## EXCERPTED TEXT
Monitoring groundwater flow and chemical and isotopic composition at a demonstration site for carbon dioxide storage in a depleted natural gas reservoir
Highlights
► The CO2CRC injected >65,000 tonnes of CO2-rich gas in a depleted gas reservoir. ► Groundwater levels and composition were monitored for about 5 years in two aquifers. ► Most hydrochemical parameters were statistically similar before and after injection. ► Where water composition did change, trends are not consistent with a CO2 addition. ► Groundwater quality was not measurably affected by the CO2 storage experiment.
Introduction
Sequestration of atmospheric CO2 in geological formations is recognised as one of several key methods able to reduce greenhouse gas emissions to combat climate change (e.g., Pacala and Socolow, 2004, Oelkers and Cole, 2008). Injection of fluids, including CO2, in subsurface strata has a long history, for instance for Enhanced Oil Recovery (EOR) and/or for CO2 storage, e.g., at Sleipner in the Norwegian sector of the North Sea (Korbøl and Kaddour, 1995), or at Weyburn in western Canada (Wilson and Monea, 2004).
To permanently store CO2 in geological formations requires (1) a porous and permeable injection unit, (2) an overlying sealing unit, and (3) mechanisms to lock in the CO2 (e.g., structural/stratigraphic, residual, solubility, and mineral trapping) (Holloway, 2001, IPCC, 2005, Benson and Cole, 2008). If CO2 leaks up from an intended storage unit, it could potentially reach overlying aquifers where it would interact with the groundwater and change its chemical properties; thus groundwater monitoring is important not only to establish baseline conditions but also to demonstrate whether these conditions have changed over time or not, and why.

## AIM 1
Can you retype the groundwater monitoring text between "Monitoring groundwater flow" and "CO2 storage experiment.", inclusive?
## AIM 2
Can you extend the groundwater monitoring text beyond its final sentence?
None of the items is needed here.

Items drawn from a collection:

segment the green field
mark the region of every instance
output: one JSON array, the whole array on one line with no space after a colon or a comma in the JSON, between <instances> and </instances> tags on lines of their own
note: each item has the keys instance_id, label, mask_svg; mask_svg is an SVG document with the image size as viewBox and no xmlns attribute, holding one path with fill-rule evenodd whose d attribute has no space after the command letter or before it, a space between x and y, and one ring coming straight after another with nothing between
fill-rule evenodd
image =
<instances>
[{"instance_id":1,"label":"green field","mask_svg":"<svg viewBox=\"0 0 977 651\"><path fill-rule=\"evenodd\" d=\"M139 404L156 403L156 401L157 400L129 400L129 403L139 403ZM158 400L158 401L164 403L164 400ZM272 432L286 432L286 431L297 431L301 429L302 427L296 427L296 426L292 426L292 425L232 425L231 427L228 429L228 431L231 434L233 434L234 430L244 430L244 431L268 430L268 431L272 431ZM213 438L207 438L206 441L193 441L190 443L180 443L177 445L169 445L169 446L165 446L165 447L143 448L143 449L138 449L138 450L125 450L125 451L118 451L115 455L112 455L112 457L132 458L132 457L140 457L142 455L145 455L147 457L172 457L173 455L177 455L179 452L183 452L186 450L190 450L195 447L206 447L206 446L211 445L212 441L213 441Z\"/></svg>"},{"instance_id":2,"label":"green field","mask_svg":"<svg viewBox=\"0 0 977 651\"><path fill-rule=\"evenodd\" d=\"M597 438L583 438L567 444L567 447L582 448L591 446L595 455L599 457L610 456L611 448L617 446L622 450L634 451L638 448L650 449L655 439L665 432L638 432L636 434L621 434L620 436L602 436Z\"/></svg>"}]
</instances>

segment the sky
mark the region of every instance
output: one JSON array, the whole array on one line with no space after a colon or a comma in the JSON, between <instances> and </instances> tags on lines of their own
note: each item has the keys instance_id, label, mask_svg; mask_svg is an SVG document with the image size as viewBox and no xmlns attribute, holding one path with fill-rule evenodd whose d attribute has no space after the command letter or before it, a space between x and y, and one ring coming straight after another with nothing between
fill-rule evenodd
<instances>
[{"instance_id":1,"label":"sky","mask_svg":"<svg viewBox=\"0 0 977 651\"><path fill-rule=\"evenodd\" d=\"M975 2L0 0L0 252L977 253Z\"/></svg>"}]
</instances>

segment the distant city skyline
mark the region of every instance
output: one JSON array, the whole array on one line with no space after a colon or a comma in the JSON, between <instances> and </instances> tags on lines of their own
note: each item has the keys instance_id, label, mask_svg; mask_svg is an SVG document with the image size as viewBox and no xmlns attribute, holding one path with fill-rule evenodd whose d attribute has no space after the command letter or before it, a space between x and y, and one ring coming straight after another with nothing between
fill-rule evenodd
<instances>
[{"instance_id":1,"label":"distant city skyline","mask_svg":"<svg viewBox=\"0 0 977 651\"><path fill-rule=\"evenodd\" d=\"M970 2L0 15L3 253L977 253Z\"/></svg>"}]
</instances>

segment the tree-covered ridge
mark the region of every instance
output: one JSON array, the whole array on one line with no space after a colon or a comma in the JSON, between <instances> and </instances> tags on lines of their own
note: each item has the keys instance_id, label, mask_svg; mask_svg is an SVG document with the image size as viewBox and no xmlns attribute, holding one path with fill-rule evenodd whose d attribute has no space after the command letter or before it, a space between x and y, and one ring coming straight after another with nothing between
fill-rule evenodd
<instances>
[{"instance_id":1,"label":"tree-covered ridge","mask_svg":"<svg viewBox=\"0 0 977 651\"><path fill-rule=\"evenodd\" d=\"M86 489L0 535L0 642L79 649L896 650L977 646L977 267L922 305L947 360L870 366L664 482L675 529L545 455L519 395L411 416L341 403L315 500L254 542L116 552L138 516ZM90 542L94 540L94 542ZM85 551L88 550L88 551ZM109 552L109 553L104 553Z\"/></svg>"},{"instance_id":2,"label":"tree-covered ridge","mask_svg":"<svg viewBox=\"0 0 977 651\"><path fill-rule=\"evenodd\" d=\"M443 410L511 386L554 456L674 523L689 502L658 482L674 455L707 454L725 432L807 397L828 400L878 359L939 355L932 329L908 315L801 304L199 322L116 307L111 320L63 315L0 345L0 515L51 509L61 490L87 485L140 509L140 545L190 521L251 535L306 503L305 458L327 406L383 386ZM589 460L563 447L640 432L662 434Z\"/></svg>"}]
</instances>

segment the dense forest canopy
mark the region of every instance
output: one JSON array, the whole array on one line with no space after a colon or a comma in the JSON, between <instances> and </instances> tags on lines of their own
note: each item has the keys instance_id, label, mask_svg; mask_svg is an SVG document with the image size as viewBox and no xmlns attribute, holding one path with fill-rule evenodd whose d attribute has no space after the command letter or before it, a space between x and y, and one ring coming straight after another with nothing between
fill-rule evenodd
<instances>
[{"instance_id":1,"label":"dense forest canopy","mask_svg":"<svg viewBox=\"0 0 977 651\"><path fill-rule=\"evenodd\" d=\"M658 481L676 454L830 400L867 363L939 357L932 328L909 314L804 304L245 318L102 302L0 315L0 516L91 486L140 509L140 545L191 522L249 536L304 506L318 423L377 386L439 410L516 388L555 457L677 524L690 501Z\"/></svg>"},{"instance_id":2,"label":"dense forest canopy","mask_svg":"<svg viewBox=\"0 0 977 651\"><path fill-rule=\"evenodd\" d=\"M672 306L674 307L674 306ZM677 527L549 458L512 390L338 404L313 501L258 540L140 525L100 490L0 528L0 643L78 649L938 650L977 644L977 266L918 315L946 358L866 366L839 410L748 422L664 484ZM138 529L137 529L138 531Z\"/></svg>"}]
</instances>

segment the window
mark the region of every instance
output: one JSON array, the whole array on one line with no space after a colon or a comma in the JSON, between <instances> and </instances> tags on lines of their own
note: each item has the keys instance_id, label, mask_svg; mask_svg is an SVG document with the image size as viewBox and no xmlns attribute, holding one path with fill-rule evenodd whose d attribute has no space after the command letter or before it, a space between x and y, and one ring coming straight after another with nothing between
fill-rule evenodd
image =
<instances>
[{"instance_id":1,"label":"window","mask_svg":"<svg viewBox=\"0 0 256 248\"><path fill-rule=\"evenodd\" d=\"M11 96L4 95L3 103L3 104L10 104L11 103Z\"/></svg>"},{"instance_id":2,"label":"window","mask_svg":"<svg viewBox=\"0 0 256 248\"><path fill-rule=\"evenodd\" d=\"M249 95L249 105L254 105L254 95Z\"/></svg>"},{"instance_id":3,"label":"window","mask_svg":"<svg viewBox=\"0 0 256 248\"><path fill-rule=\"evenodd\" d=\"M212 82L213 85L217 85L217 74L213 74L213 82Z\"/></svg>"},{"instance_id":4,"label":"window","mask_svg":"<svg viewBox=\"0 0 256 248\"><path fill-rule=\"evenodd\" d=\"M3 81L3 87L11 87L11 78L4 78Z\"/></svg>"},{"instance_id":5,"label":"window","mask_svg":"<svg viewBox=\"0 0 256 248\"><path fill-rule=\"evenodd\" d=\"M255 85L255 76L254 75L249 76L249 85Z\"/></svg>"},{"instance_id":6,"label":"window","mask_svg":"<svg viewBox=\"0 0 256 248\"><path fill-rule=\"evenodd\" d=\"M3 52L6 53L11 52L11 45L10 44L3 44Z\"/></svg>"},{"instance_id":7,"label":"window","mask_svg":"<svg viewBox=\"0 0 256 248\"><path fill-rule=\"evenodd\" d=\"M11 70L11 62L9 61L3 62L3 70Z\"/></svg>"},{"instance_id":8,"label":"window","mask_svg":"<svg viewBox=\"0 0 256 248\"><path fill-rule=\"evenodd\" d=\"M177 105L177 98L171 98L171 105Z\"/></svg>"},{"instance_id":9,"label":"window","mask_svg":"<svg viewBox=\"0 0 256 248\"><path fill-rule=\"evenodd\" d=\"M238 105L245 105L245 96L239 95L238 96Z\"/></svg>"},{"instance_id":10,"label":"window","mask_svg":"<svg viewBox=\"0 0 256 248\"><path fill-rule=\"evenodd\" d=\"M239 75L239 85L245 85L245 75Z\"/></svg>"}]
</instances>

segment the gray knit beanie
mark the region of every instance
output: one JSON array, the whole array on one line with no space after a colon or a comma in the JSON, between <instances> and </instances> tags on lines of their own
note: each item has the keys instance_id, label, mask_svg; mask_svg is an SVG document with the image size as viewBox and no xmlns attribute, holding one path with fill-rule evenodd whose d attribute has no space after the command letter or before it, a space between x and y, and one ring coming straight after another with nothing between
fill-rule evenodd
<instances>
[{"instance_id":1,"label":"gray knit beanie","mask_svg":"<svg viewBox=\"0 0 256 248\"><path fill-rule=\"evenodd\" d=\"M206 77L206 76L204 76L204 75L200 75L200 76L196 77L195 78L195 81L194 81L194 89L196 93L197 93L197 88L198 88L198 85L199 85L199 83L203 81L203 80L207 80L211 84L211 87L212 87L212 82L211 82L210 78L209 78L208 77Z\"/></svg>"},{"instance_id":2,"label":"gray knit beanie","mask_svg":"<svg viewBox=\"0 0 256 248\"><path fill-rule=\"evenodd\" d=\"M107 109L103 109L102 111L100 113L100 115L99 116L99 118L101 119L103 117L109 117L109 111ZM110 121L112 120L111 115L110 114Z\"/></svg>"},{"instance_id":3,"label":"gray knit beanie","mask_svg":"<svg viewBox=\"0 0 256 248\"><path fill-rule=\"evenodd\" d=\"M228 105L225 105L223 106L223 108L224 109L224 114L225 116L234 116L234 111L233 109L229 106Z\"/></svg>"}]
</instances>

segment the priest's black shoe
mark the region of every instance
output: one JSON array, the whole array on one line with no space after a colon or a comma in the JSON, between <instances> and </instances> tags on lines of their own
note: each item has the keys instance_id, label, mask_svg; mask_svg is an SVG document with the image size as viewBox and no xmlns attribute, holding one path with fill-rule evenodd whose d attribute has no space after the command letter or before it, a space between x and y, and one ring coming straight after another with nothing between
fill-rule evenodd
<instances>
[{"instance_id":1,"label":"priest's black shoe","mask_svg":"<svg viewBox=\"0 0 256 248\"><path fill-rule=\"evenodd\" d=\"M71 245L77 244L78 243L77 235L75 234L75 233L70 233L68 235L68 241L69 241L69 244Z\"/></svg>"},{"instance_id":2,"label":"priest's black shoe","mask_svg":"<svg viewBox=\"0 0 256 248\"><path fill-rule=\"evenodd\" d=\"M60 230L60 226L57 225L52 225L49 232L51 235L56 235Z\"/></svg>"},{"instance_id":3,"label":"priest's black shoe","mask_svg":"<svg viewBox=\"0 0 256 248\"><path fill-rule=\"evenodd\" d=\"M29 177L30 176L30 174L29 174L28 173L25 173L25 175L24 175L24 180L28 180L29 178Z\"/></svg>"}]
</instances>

## EXERCISE RESULT 1
Monitoring groundwater flow and chemical and isotopic composition at a demonstration site for carbon dioxide storage in a depleted natural gas reservoir
Highlights
► The CO2CRC injected >65,000 tonnes of CO2-rich gas in a depleted gas reservoir. ► Groundwater levels and composition were monitored for about 5 years in two aquifers. ► Most hydrochemical parameters were statistically similar before and after injection. ► Where water composition did change, trends are not consistent with a CO2 addition. ► Groundwater quality was not measurably affected by the CO2 storage experiment.

## EXERCISE RESULT 2
In the Cooperative Research Centre for Greenhouse Gas Technologies (CO2CRC) Otway project, 65,445 tonnes of a CO2:CH4 (∼75:21 mol%) gas mixture were injected into a depleted natural gas reservoir, the Waarre C unit, at ∼2 km depth between March 2008 and August 2009 (for more details, see Underschultz et al., 2011, Jenkins et al., 2012). The gas originated from the nearby Buttress 1 well (Fig. 1), and was injected into the purpose-drilled CRC 1 well. In the Waarre C unit, the injected CO2 moved up-gradient into the structural trap (that previously held the natural gas produced at Naylor 1 well; see Fig. 1) as demonstrated by geochemical (e.g., Boreham et al., 2011) and geophysical (e.g., Jenkins et al., 2012) verification techniques. Assurance monitoring was established well before injection started in order to demonstrate the ongoing integrity of the environment through the absence of injected CO2 in the overlying aquifers, soils, or the atmosphere (Sharma et al., 2007, Hennig et al., 2008). Both verification and monitoring activities at the Otway site have been described in Jenkins et al. (2012). Groundwater monitoring at over 20 bores (see below) within a 10 km radius around injection well CRC 1 started in June 2006 and continued until March 2011 at a roughly 6-monthly interval (annual monitoring is expected to continue for some time thereafter).
As this is the first C storage demonstration project in Australia, this study presents in some detail a methodology for groundwater monitoring that can be applied elsewhere in the country. Importantly, baseline conditions were able to be established by monitoring groundwater levels and composition for nearly 2 years before injection started. Groundwater monitoring is not intended to be a detection method for potential leaks of CO2 by itself, as there is only a very small probability that any groundwater bore would intersect a plume of CO2 mixing into the aquifers. Thus, the most fundamental goal of groundwater monitoring in a C storage context is to be able to demonstrate that no changes in the physical and chemical conditions of the aquifers have resulted from these activities, including the drilling, pressure changes and storage of CO2.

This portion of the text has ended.